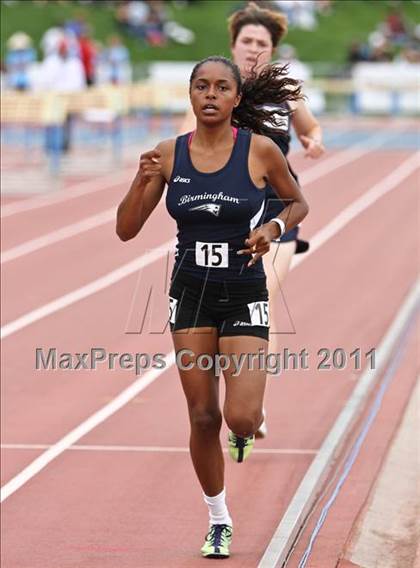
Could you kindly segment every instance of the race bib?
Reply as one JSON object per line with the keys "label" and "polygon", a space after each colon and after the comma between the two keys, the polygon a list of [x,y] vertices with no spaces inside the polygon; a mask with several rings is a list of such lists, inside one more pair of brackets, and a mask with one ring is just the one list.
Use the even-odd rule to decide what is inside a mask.
{"label": "race bib", "polygon": [[195,263],[206,268],[228,268],[228,243],[195,243]]}

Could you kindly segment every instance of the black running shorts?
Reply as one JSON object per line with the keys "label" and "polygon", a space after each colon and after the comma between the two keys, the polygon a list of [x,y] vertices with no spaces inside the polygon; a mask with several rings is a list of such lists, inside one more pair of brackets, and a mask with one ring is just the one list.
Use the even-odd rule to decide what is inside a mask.
{"label": "black running shorts", "polygon": [[214,327],[219,337],[247,335],[268,340],[265,278],[209,282],[178,271],[169,291],[171,331]]}

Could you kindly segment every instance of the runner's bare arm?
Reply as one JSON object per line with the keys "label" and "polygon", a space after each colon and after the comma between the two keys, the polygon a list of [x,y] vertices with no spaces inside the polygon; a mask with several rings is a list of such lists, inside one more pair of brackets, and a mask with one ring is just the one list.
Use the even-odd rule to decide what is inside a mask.
{"label": "runner's bare arm", "polygon": [[[280,199],[286,205],[278,216],[286,224],[286,232],[298,225],[308,214],[308,204],[294,178],[290,175],[287,162],[278,146],[265,136],[256,137],[256,148],[265,166],[265,177]],[[278,226],[274,223],[275,229]],[[275,238],[277,235],[274,235]]]}
{"label": "runner's bare arm", "polygon": [[116,231],[122,241],[139,233],[159,203],[171,172],[174,147],[174,140],[165,140],[140,156],[136,176],[118,207]]}

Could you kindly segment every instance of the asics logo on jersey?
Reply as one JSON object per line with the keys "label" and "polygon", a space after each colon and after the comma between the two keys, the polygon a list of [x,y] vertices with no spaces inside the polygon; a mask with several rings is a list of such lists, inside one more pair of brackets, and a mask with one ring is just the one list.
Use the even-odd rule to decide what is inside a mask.
{"label": "asics logo on jersey", "polygon": [[197,205],[197,207],[190,207],[188,211],[208,211],[215,217],[218,217],[221,208],[221,205],[216,205],[215,203],[204,203],[203,205]]}
{"label": "asics logo on jersey", "polygon": [[181,176],[176,176],[176,178],[174,178],[174,183],[177,183],[179,181],[179,183],[190,183],[191,179],[190,178],[182,178]]}

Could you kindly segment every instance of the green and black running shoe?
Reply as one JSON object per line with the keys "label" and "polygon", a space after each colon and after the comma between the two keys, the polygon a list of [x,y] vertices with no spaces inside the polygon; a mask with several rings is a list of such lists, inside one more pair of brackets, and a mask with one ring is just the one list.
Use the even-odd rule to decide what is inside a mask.
{"label": "green and black running shoe", "polygon": [[249,456],[254,447],[255,436],[241,438],[233,432],[229,432],[229,453],[230,457],[238,463],[243,462]]}
{"label": "green and black running shoe", "polygon": [[205,558],[229,558],[232,531],[229,525],[211,525],[201,548],[201,554]]}

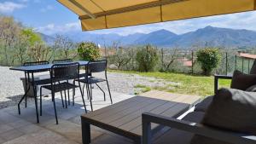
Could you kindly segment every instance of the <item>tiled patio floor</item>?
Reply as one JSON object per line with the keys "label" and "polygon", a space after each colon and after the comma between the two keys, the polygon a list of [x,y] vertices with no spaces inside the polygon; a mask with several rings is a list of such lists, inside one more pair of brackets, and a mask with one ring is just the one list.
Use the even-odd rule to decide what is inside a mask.
{"label": "tiled patio floor", "polygon": [[[132,97],[133,95],[112,92],[114,103]],[[107,101],[103,101],[101,91],[93,90],[93,108],[99,109],[110,105],[108,95]],[[21,107],[21,114],[18,114],[17,107],[0,110],[0,143],[4,144],[76,144],[82,143],[80,115],[84,112],[82,99],[79,91],[75,98],[75,106],[62,107],[61,96],[56,97],[59,124],[55,124],[53,104],[50,97],[44,97],[43,101],[43,116],[39,117],[40,123],[36,123],[34,102],[28,107]],[[85,101],[87,110],[90,110],[89,101]],[[38,101],[39,103],[39,101]],[[101,129],[91,128],[91,138],[94,144],[122,144],[131,143],[128,139],[104,131]],[[107,141],[108,140],[108,141]]]}

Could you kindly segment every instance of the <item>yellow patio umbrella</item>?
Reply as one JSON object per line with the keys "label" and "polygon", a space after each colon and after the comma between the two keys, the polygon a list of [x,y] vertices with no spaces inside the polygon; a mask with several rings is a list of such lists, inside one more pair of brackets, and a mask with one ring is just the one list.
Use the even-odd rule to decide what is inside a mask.
{"label": "yellow patio umbrella", "polygon": [[256,9],[256,0],[58,0],[77,14],[83,31]]}

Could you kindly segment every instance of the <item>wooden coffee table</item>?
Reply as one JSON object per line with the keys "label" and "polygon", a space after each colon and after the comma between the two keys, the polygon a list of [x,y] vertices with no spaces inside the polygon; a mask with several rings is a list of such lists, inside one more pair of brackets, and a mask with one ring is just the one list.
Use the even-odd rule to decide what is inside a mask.
{"label": "wooden coffee table", "polygon": [[[83,143],[90,143],[90,125],[141,143],[142,113],[177,118],[200,101],[198,96],[150,91],[81,116]],[[152,125],[152,130],[161,126]]]}

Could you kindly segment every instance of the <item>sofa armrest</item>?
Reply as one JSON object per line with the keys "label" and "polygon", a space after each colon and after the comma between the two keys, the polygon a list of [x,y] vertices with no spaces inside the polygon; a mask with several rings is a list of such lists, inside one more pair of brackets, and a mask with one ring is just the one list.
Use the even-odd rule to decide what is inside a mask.
{"label": "sofa armrest", "polygon": [[188,131],[215,140],[232,144],[255,144],[256,136],[235,133],[216,128],[207,127],[200,124],[178,120],[173,118],[156,115],[150,112],[143,113],[143,143],[151,144],[151,123],[159,124],[173,129]]}
{"label": "sofa armrest", "polygon": [[214,75],[214,94],[216,94],[218,89],[218,79],[232,79],[232,76]]}

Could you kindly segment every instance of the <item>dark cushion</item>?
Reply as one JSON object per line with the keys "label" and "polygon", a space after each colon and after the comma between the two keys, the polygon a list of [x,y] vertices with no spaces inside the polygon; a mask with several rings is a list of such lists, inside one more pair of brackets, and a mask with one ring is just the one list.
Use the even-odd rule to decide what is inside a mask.
{"label": "dark cushion", "polygon": [[256,84],[256,74],[245,74],[240,71],[235,71],[231,82],[231,89],[246,90]]}
{"label": "dark cushion", "polygon": [[206,112],[212,101],[213,96],[208,96],[205,98],[201,102],[198,103],[195,107],[195,112]]}
{"label": "dark cushion", "polygon": [[249,87],[246,91],[256,92],[256,84]]}
{"label": "dark cushion", "polygon": [[[212,99],[201,124],[235,132],[256,135],[256,93],[221,89]],[[191,144],[227,144],[195,135]]]}
{"label": "dark cushion", "polygon": [[254,60],[253,65],[251,68],[250,74],[256,74],[256,60]]}
{"label": "dark cushion", "polygon": [[[204,112],[189,112],[183,118],[182,118],[182,120],[192,123],[200,123],[203,118],[204,114]],[[165,129],[158,133],[160,135],[158,138],[154,139],[154,144],[189,144],[194,135],[190,132],[179,130],[177,129],[171,128],[171,130],[168,130],[167,131],[164,130]]]}

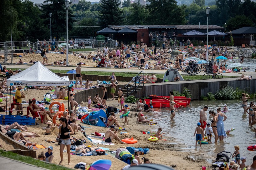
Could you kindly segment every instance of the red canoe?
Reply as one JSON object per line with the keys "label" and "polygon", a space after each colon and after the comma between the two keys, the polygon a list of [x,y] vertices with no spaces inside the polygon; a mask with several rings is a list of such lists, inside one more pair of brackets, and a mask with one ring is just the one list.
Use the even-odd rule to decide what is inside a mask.
{"label": "red canoe", "polygon": [[[156,96],[153,95],[148,95],[148,97],[152,97],[152,99],[164,99],[164,98],[163,97],[166,98],[168,99],[170,98],[170,96]],[[190,103],[190,101],[191,101],[191,98],[187,98],[185,96],[175,96],[174,100],[180,101],[183,101],[184,102],[187,102],[188,104],[189,104]],[[176,102],[176,101],[175,101]]]}
{"label": "red canoe", "polygon": [[[146,104],[149,106],[149,101],[150,99],[145,99]],[[141,102],[141,100],[140,99],[140,102]],[[163,108],[163,107],[170,107],[170,102],[167,100],[163,100],[159,99],[152,99],[152,103],[153,104],[153,107],[154,108]],[[187,103],[186,102],[176,102],[178,104],[183,107],[187,107]],[[174,107],[176,108],[180,107],[178,104],[175,104]]]}

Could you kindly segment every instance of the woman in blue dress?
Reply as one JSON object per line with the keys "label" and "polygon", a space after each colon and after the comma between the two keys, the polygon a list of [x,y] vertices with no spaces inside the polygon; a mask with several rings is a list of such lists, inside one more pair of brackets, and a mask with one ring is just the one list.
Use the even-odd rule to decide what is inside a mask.
{"label": "woman in blue dress", "polygon": [[[218,121],[217,122],[217,132],[218,135],[220,138],[220,140],[223,140],[224,137],[227,136],[224,127],[224,122],[223,122],[227,119],[227,117],[225,114],[221,111],[221,108],[219,107],[217,109],[217,117]],[[223,119],[224,117],[224,119]]]}

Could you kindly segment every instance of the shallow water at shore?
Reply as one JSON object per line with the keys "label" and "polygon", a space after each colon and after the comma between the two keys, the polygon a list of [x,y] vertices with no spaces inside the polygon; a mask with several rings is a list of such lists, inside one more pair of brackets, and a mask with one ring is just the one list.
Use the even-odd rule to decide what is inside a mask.
{"label": "shallow water at shore", "polygon": [[[250,102],[251,100],[250,100]],[[249,103],[248,102],[248,103]],[[236,130],[228,134],[224,138],[224,141],[218,140],[217,144],[212,144],[202,145],[201,148],[198,144],[198,147],[195,147],[195,137],[193,137],[197,124],[199,122],[199,112],[205,105],[210,110],[216,112],[219,107],[222,108],[224,104],[226,104],[228,108],[231,110],[225,113],[227,117],[224,122],[225,130],[231,128]],[[171,136],[177,139],[178,141],[184,143],[187,147],[184,150],[195,149],[214,157],[216,157],[217,153],[225,151],[233,154],[235,151],[234,146],[239,145],[240,147],[240,157],[247,157],[246,165],[252,163],[252,158],[256,152],[247,150],[248,146],[255,143],[255,138],[254,128],[248,125],[248,119],[247,114],[243,114],[243,109],[240,100],[216,101],[192,101],[189,108],[178,109],[176,112],[176,116],[173,120],[170,119],[169,109],[154,109],[154,115],[148,113],[149,117],[153,117],[154,121],[159,122],[159,126],[163,128],[165,136]],[[188,110],[189,111],[188,111]],[[212,117],[207,116],[207,123],[211,123]],[[254,126],[255,126],[255,125]],[[156,127],[156,128],[157,127]],[[212,140],[214,141],[212,137]],[[231,161],[232,157],[230,161]]]}

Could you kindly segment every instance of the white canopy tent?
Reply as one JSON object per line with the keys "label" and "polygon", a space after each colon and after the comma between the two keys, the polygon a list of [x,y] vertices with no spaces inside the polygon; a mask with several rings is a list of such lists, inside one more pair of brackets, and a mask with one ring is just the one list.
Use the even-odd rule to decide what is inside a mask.
{"label": "white canopy tent", "polygon": [[7,86],[68,86],[69,80],[68,76],[59,77],[38,61],[29,68],[12,76],[7,80],[6,84]]}

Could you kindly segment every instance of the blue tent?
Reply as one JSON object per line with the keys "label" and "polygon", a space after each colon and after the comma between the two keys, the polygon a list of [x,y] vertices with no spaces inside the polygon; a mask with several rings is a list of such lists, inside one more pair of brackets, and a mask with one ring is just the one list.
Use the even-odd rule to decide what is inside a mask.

*WORK INSTRUCTIONS*: Starting with the line that contains "Could you kindly segment every instance of the blue" and continuing through the last line of the rows, give those lines as a JSON list of strings, one string per line, with blank lines omitted.

*SOLUTION FOR THIS PROBLEM*:
[
  "Could you kindly segment every instance of the blue tent?",
  "Reply as one JSON object per line with the keys \"label\" and \"polygon\", a space after each colon and after the comma between the two keys, the polygon a list of [x,y] vertices with no spaces inside the polygon; a mask with several rings is a list of such lists, inside one more pair of brackets, and a mask with one ring is just the one list.",
  "Use the even-odd rule to decide what is inside a mask."
]